STATED TASK:
List each line in the records below that includes the word "hand".

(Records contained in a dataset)

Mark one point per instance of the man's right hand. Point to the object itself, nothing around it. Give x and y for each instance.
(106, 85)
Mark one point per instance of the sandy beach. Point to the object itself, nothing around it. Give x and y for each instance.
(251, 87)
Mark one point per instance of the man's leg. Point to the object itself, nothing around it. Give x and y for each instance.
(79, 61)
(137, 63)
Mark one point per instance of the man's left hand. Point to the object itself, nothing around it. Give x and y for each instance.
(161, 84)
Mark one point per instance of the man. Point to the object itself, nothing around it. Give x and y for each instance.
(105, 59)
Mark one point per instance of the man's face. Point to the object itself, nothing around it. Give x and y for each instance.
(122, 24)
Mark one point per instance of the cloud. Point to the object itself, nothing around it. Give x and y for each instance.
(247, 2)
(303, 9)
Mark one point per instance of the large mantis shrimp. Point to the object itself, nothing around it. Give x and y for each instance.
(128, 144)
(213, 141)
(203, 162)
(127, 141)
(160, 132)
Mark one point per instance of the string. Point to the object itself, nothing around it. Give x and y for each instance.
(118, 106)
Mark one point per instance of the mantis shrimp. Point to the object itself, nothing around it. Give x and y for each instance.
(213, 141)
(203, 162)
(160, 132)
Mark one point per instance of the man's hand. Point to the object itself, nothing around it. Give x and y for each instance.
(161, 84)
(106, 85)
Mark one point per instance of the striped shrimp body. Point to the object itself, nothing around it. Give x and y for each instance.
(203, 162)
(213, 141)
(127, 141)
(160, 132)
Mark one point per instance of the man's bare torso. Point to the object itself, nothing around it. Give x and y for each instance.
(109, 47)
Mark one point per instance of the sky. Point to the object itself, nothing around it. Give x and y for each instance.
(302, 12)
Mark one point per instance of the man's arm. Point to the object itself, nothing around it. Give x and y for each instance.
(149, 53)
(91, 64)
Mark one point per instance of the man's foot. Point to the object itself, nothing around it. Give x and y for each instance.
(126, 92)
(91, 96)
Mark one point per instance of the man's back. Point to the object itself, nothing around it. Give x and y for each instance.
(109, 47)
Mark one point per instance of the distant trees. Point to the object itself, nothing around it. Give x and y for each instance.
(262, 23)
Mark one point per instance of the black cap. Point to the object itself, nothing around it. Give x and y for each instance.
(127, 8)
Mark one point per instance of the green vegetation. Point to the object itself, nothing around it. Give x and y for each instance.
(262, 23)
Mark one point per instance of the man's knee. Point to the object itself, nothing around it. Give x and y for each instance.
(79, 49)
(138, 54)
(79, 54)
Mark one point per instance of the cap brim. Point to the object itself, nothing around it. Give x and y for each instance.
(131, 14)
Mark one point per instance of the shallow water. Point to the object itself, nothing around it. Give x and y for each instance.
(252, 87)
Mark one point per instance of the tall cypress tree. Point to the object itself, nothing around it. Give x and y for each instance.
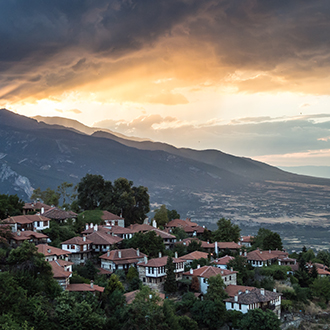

RESULT OF THE EXERCISE:
Mark one point per instance of the man's right hand. Point to the object itself, nothing around it. Give x and y for each instance.
Mark one point per instance of the man's left hand. Point to the object itself, nothing around it. Give x and y for each instance.
Mark one point per instance of the man's hand. Point to the object itself, nothing around it. Give x and y for each instance.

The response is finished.